GIVEN DATA Block Start

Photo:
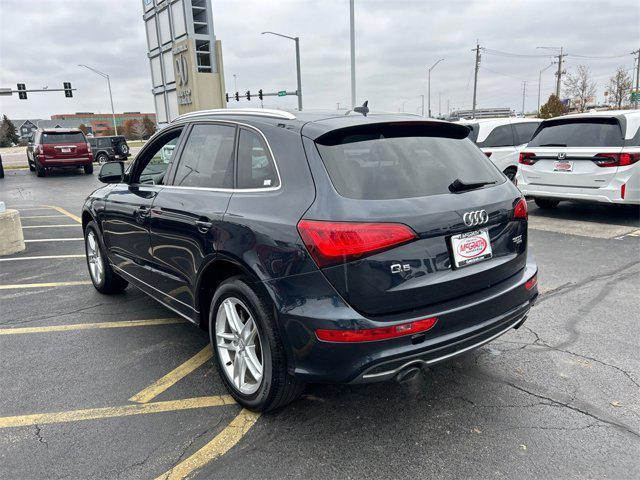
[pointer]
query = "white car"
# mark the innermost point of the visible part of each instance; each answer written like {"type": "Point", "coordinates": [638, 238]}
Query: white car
{"type": "Point", "coordinates": [588, 156]}
{"type": "Point", "coordinates": [502, 139]}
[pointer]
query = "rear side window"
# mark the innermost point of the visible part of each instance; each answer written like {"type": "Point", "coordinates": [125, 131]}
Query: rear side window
{"type": "Point", "coordinates": [501, 136]}
{"type": "Point", "coordinates": [207, 158]}
{"type": "Point", "coordinates": [397, 161]}
{"type": "Point", "coordinates": [584, 132]}
{"type": "Point", "coordinates": [524, 131]}
{"type": "Point", "coordinates": [255, 166]}
{"type": "Point", "coordinates": [54, 137]}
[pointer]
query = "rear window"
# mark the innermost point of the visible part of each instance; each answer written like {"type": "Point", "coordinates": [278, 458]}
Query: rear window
{"type": "Point", "coordinates": [54, 137]}
{"type": "Point", "coordinates": [382, 162]}
{"type": "Point", "coordinates": [587, 132]}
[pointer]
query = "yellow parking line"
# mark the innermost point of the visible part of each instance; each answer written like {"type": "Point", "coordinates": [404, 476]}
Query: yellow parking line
{"type": "Point", "coordinates": [19, 286]}
{"type": "Point", "coordinates": [175, 375]}
{"type": "Point", "coordinates": [64, 212]}
{"type": "Point", "coordinates": [50, 226]}
{"type": "Point", "coordinates": [217, 447]}
{"type": "Point", "coordinates": [111, 412]}
{"type": "Point", "coordinates": [41, 257]}
{"type": "Point", "coordinates": [90, 326]}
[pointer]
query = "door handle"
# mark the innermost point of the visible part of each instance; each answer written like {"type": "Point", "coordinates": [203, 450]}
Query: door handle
{"type": "Point", "coordinates": [203, 225]}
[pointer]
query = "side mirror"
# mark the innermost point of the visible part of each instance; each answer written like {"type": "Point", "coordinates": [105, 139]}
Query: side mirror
{"type": "Point", "coordinates": [111, 172]}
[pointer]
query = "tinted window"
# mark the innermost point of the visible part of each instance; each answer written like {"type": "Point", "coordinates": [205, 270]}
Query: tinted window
{"type": "Point", "coordinates": [396, 161]}
{"type": "Point", "coordinates": [524, 131]}
{"type": "Point", "coordinates": [158, 158]}
{"type": "Point", "coordinates": [255, 166]}
{"type": "Point", "coordinates": [54, 137]}
{"type": "Point", "coordinates": [501, 136]}
{"type": "Point", "coordinates": [207, 158]}
{"type": "Point", "coordinates": [590, 132]}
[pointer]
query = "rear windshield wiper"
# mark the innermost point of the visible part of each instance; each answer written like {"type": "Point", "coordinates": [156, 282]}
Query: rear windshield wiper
{"type": "Point", "coordinates": [460, 186]}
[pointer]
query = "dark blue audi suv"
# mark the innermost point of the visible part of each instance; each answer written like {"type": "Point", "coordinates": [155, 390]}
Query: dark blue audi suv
{"type": "Point", "coordinates": [316, 247]}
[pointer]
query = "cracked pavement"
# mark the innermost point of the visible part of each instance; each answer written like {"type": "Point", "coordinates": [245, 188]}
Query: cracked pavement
{"type": "Point", "coordinates": [559, 398]}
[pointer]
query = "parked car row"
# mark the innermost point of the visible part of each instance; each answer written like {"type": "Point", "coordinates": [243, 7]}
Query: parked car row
{"type": "Point", "coordinates": [70, 148]}
{"type": "Point", "coordinates": [587, 157]}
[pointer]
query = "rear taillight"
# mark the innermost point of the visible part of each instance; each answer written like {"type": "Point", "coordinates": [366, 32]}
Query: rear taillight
{"type": "Point", "coordinates": [527, 158]}
{"type": "Point", "coordinates": [520, 211]}
{"type": "Point", "coordinates": [373, 334]}
{"type": "Point", "coordinates": [330, 243]}
{"type": "Point", "coordinates": [615, 159]}
{"type": "Point", "coordinates": [532, 282]}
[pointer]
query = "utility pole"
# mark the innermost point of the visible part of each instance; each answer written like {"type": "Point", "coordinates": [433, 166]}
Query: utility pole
{"type": "Point", "coordinates": [352, 35]}
{"type": "Point", "coordinates": [475, 79]}
{"type": "Point", "coordinates": [559, 73]}
{"type": "Point", "coordinates": [635, 102]}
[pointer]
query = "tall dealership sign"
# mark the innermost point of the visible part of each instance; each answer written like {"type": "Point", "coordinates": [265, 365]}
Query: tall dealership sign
{"type": "Point", "coordinates": [185, 57]}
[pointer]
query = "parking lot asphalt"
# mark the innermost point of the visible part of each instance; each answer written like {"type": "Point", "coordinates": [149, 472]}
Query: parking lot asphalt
{"type": "Point", "coordinates": [95, 386]}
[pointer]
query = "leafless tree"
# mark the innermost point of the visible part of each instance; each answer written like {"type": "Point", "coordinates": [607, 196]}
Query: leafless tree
{"type": "Point", "coordinates": [579, 86]}
{"type": "Point", "coordinates": [619, 87]}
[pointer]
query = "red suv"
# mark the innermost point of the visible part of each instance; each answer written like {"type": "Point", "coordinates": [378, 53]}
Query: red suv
{"type": "Point", "coordinates": [59, 147]}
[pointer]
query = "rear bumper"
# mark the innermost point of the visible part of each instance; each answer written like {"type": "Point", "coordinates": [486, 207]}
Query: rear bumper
{"type": "Point", "coordinates": [463, 324]}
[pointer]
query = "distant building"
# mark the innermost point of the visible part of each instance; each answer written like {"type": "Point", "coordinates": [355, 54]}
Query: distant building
{"type": "Point", "coordinates": [99, 122]}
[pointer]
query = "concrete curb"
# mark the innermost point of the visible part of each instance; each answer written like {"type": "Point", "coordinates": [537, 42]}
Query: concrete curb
{"type": "Point", "coordinates": [11, 238]}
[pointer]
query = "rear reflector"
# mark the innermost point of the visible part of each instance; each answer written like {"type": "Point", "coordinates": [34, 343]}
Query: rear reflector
{"type": "Point", "coordinates": [527, 158]}
{"type": "Point", "coordinates": [615, 159]}
{"type": "Point", "coordinates": [521, 210]}
{"type": "Point", "coordinates": [331, 243]}
{"type": "Point", "coordinates": [532, 282]}
{"type": "Point", "coordinates": [373, 334]}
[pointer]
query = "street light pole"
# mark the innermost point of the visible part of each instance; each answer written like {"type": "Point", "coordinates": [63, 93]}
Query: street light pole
{"type": "Point", "coordinates": [104, 75]}
{"type": "Point", "coordinates": [429, 86]}
{"type": "Point", "coordinates": [298, 73]}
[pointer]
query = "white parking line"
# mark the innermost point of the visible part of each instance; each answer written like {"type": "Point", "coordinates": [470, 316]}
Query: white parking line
{"type": "Point", "coordinates": [55, 240]}
{"type": "Point", "coordinates": [41, 257]}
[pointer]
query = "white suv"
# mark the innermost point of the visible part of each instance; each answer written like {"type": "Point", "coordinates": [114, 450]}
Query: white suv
{"type": "Point", "coordinates": [502, 139]}
{"type": "Point", "coordinates": [589, 156]}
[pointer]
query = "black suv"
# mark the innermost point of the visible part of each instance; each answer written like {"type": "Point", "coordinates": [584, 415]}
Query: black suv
{"type": "Point", "coordinates": [108, 149]}
{"type": "Point", "coordinates": [316, 248]}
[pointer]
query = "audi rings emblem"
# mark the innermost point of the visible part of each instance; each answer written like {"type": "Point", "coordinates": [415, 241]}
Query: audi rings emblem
{"type": "Point", "coordinates": [478, 217]}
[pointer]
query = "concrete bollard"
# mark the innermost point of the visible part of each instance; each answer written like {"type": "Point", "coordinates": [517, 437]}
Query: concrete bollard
{"type": "Point", "coordinates": [11, 238]}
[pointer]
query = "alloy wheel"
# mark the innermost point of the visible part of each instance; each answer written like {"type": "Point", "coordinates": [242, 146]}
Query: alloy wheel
{"type": "Point", "coordinates": [239, 346]}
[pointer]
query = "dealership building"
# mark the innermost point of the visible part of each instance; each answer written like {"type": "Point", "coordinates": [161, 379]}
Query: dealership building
{"type": "Point", "coordinates": [184, 56]}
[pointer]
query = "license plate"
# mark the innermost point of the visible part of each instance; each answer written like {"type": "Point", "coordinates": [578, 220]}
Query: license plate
{"type": "Point", "coordinates": [471, 247]}
{"type": "Point", "coordinates": [562, 166]}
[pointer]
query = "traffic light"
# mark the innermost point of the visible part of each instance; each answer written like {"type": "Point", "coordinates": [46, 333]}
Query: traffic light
{"type": "Point", "coordinates": [22, 94]}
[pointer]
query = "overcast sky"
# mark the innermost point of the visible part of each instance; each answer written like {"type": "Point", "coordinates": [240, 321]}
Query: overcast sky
{"type": "Point", "coordinates": [42, 41]}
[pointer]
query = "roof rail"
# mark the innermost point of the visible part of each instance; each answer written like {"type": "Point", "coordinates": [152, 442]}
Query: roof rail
{"type": "Point", "coordinates": [255, 112]}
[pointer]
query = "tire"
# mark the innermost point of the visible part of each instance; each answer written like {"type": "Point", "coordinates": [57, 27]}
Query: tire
{"type": "Point", "coordinates": [109, 281]}
{"type": "Point", "coordinates": [276, 386]}
{"type": "Point", "coordinates": [102, 158]}
{"type": "Point", "coordinates": [511, 174]}
{"type": "Point", "coordinates": [546, 203]}
{"type": "Point", "coordinates": [40, 170]}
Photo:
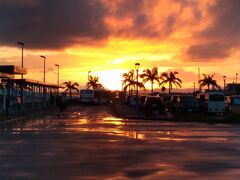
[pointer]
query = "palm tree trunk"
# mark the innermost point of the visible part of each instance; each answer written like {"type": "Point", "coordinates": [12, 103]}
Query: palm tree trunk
{"type": "Point", "coordinates": [169, 88]}
{"type": "Point", "coordinates": [152, 88]}
{"type": "Point", "coordinates": [70, 93]}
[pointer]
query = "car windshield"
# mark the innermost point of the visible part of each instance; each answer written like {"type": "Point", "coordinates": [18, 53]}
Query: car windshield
{"type": "Point", "coordinates": [167, 98]}
{"type": "Point", "coordinates": [187, 99]}
{"type": "Point", "coordinates": [216, 97]}
{"type": "Point", "coordinates": [235, 100]}
{"type": "Point", "coordinates": [142, 98]}
{"type": "Point", "coordinates": [154, 100]}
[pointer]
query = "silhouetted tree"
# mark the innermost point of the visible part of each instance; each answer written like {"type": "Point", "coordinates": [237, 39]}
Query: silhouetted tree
{"type": "Point", "coordinates": [208, 81]}
{"type": "Point", "coordinates": [127, 81]}
{"type": "Point", "coordinates": [150, 75]}
{"type": "Point", "coordinates": [134, 84]}
{"type": "Point", "coordinates": [93, 82]}
{"type": "Point", "coordinates": [71, 86]}
{"type": "Point", "coordinates": [163, 89]}
{"type": "Point", "coordinates": [171, 79]}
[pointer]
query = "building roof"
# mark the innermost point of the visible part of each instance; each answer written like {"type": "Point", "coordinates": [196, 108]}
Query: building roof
{"type": "Point", "coordinates": [4, 75]}
{"type": "Point", "coordinates": [11, 69]}
{"type": "Point", "coordinates": [33, 82]}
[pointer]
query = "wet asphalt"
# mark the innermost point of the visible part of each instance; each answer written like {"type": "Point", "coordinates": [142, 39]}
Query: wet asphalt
{"type": "Point", "coordinates": [90, 142]}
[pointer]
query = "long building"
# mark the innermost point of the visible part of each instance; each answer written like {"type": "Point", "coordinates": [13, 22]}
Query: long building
{"type": "Point", "coordinates": [23, 95]}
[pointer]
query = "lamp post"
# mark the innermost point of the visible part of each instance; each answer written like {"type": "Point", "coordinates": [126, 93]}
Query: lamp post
{"type": "Point", "coordinates": [194, 89]}
{"type": "Point", "coordinates": [44, 61]}
{"type": "Point", "coordinates": [4, 99]}
{"type": "Point", "coordinates": [236, 77]}
{"type": "Point", "coordinates": [224, 82]}
{"type": "Point", "coordinates": [137, 68]}
{"type": "Point", "coordinates": [22, 44]}
{"type": "Point", "coordinates": [57, 65]}
{"type": "Point", "coordinates": [88, 75]}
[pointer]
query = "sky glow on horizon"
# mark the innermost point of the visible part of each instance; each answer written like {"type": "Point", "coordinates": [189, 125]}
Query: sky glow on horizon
{"type": "Point", "coordinates": [108, 37]}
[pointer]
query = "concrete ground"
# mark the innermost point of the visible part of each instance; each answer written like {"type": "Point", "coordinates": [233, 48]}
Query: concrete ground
{"type": "Point", "coordinates": [91, 143]}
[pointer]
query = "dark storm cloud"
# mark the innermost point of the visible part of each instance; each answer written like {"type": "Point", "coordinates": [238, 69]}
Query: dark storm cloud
{"type": "Point", "coordinates": [204, 51]}
{"type": "Point", "coordinates": [223, 35]}
{"type": "Point", "coordinates": [51, 24]}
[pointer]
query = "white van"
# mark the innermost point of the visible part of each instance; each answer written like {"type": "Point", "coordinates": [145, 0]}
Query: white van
{"type": "Point", "coordinates": [87, 96]}
{"type": "Point", "coordinates": [216, 102]}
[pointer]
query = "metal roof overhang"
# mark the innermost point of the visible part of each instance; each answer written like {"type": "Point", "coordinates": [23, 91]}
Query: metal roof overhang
{"type": "Point", "coordinates": [33, 82]}
{"type": "Point", "coordinates": [11, 69]}
{"type": "Point", "coordinates": [4, 75]}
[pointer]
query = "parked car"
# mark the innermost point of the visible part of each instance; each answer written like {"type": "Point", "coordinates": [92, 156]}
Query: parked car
{"type": "Point", "coordinates": [202, 100]}
{"type": "Point", "coordinates": [153, 105]}
{"type": "Point", "coordinates": [142, 101]}
{"type": "Point", "coordinates": [216, 102]}
{"type": "Point", "coordinates": [87, 96]}
{"type": "Point", "coordinates": [167, 101]}
{"type": "Point", "coordinates": [187, 104]}
{"type": "Point", "coordinates": [133, 101]}
{"type": "Point", "coordinates": [235, 103]}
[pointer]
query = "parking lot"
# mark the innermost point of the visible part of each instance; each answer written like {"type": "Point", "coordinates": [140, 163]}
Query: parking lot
{"type": "Point", "coordinates": [91, 142]}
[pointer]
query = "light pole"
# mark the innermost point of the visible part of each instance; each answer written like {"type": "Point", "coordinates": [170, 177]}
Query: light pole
{"type": "Point", "coordinates": [4, 99]}
{"type": "Point", "coordinates": [44, 59]}
{"type": "Point", "coordinates": [88, 75]}
{"type": "Point", "coordinates": [22, 44]}
{"type": "Point", "coordinates": [137, 68]}
{"type": "Point", "coordinates": [57, 65]}
{"type": "Point", "coordinates": [236, 77]}
{"type": "Point", "coordinates": [194, 87]}
{"type": "Point", "coordinates": [224, 82]}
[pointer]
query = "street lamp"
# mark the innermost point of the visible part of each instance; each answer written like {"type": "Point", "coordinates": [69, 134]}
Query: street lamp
{"type": "Point", "coordinates": [57, 65]}
{"type": "Point", "coordinates": [88, 75]}
{"type": "Point", "coordinates": [236, 77]}
{"type": "Point", "coordinates": [194, 89]}
{"type": "Point", "coordinates": [22, 44]}
{"type": "Point", "coordinates": [137, 68]}
{"type": "Point", "coordinates": [44, 71]}
{"type": "Point", "coordinates": [4, 99]}
{"type": "Point", "coordinates": [224, 82]}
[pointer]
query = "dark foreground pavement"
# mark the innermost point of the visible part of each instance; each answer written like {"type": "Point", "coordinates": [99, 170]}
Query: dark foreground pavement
{"type": "Point", "coordinates": [91, 143]}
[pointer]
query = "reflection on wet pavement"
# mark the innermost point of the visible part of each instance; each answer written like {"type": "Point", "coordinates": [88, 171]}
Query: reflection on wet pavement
{"type": "Point", "coordinates": [134, 129]}
{"type": "Point", "coordinates": [93, 143]}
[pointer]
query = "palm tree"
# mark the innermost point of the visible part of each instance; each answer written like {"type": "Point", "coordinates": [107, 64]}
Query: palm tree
{"type": "Point", "coordinates": [71, 86]}
{"type": "Point", "coordinates": [208, 81]}
{"type": "Point", "coordinates": [127, 81]}
{"type": "Point", "coordinates": [150, 75]}
{"type": "Point", "coordinates": [134, 84]}
{"type": "Point", "coordinates": [93, 82]}
{"type": "Point", "coordinates": [171, 79]}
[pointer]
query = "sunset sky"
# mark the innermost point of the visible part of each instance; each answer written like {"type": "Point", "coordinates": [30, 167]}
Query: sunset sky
{"type": "Point", "coordinates": [107, 37]}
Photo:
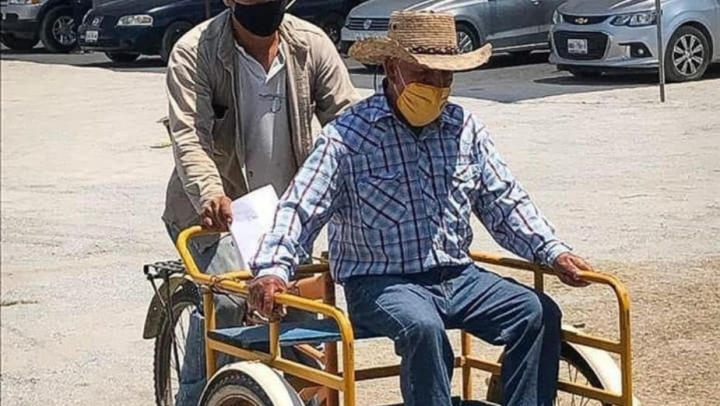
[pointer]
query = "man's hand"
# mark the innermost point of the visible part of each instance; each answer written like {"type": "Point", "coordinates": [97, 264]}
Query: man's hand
{"type": "Point", "coordinates": [568, 266]}
{"type": "Point", "coordinates": [217, 214]}
{"type": "Point", "coordinates": [262, 296]}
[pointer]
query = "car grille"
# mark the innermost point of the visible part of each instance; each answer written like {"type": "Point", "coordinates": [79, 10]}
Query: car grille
{"type": "Point", "coordinates": [582, 20]}
{"type": "Point", "coordinates": [597, 43]}
{"type": "Point", "coordinates": [368, 24]}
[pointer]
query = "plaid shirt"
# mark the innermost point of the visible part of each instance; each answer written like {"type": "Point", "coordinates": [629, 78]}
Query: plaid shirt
{"type": "Point", "coordinates": [399, 202]}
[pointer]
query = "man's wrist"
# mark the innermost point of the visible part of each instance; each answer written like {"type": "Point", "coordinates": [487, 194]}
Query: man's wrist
{"type": "Point", "coordinates": [275, 271]}
{"type": "Point", "coordinates": [552, 251]}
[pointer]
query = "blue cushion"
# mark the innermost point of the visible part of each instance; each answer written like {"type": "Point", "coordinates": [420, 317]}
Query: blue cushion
{"type": "Point", "coordinates": [291, 333]}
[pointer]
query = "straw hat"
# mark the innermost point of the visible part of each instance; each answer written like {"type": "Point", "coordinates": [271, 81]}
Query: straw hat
{"type": "Point", "coordinates": [424, 38]}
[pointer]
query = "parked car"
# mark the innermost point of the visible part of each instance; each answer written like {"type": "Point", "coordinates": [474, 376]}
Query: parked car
{"type": "Point", "coordinates": [327, 14]}
{"type": "Point", "coordinates": [126, 29]}
{"type": "Point", "coordinates": [593, 37]}
{"type": "Point", "coordinates": [514, 26]}
{"type": "Point", "coordinates": [54, 22]}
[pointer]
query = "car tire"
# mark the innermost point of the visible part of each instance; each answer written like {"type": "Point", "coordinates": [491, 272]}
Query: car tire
{"type": "Point", "coordinates": [173, 33]}
{"type": "Point", "coordinates": [122, 57]}
{"type": "Point", "coordinates": [467, 37]}
{"type": "Point", "coordinates": [332, 25]}
{"type": "Point", "coordinates": [687, 56]}
{"type": "Point", "coordinates": [18, 44]}
{"type": "Point", "coordinates": [57, 30]}
{"type": "Point", "coordinates": [585, 74]}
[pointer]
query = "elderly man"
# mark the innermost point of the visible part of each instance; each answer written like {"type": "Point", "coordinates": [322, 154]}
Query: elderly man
{"type": "Point", "coordinates": [243, 89]}
{"type": "Point", "coordinates": [397, 177]}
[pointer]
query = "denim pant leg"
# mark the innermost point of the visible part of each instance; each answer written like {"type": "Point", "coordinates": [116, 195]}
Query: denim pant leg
{"type": "Point", "coordinates": [503, 312]}
{"type": "Point", "coordinates": [411, 315]}
{"type": "Point", "coordinates": [214, 258]}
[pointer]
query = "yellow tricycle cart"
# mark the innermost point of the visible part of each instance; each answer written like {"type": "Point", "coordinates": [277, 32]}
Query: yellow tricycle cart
{"type": "Point", "coordinates": [589, 374]}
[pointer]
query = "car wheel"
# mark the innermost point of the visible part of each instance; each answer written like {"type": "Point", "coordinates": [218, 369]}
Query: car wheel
{"type": "Point", "coordinates": [373, 68]}
{"type": "Point", "coordinates": [332, 25]}
{"type": "Point", "coordinates": [122, 57]}
{"type": "Point", "coordinates": [57, 30]}
{"type": "Point", "coordinates": [172, 34]}
{"type": "Point", "coordinates": [585, 74]}
{"type": "Point", "coordinates": [18, 44]}
{"type": "Point", "coordinates": [687, 56]}
{"type": "Point", "coordinates": [467, 38]}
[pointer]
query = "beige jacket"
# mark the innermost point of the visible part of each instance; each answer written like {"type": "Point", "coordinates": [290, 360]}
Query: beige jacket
{"type": "Point", "coordinates": [204, 117]}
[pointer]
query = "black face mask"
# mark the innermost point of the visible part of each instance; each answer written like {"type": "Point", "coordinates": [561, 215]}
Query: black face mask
{"type": "Point", "coordinates": [261, 19]}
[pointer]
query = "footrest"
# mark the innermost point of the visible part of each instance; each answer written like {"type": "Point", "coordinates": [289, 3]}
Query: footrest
{"type": "Point", "coordinates": [291, 333]}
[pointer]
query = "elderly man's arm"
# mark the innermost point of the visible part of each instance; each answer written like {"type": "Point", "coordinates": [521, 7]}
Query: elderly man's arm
{"type": "Point", "coordinates": [333, 90]}
{"type": "Point", "coordinates": [191, 119]}
{"type": "Point", "coordinates": [506, 210]}
{"type": "Point", "coordinates": [305, 207]}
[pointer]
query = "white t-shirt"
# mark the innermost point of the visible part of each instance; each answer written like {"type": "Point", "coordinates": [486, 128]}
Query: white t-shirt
{"type": "Point", "coordinates": [265, 124]}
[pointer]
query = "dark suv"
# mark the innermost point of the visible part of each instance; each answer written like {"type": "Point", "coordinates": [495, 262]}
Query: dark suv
{"type": "Point", "coordinates": [54, 22]}
{"type": "Point", "coordinates": [126, 29]}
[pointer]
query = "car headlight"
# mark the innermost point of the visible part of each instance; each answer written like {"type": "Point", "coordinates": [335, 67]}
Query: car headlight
{"type": "Point", "coordinates": [557, 17]}
{"type": "Point", "coordinates": [635, 20]}
{"type": "Point", "coordinates": [24, 2]}
{"type": "Point", "coordinates": [142, 20]}
{"type": "Point", "coordinates": [86, 16]}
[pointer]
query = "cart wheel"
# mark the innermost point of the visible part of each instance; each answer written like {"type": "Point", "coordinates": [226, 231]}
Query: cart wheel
{"type": "Point", "coordinates": [249, 384]}
{"type": "Point", "coordinates": [165, 366]}
{"type": "Point", "coordinates": [582, 365]}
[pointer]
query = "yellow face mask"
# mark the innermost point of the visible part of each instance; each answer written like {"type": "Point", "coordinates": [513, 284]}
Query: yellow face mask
{"type": "Point", "coordinates": [422, 104]}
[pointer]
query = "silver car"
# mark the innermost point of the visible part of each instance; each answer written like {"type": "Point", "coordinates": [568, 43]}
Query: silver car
{"type": "Point", "coordinates": [515, 26]}
{"type": "Point", "coordinates": [590, 37]}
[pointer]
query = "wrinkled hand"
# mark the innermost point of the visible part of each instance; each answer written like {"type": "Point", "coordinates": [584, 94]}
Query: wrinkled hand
{"type": "Point", "coordinates": [567, 266]}
{"type": "Point", "coordinates": [262, 296]}
{"type": "Point", "coordinates": [217, 214]}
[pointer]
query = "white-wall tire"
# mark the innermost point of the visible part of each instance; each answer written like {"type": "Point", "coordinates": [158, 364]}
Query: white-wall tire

GIVEN DATA Block End

- [WHAT IS EXPECTED] Show all lines above holding "wall".

- [EXERCISE OUTPUT]
query = "white-wall tire"
Query: white-wall tire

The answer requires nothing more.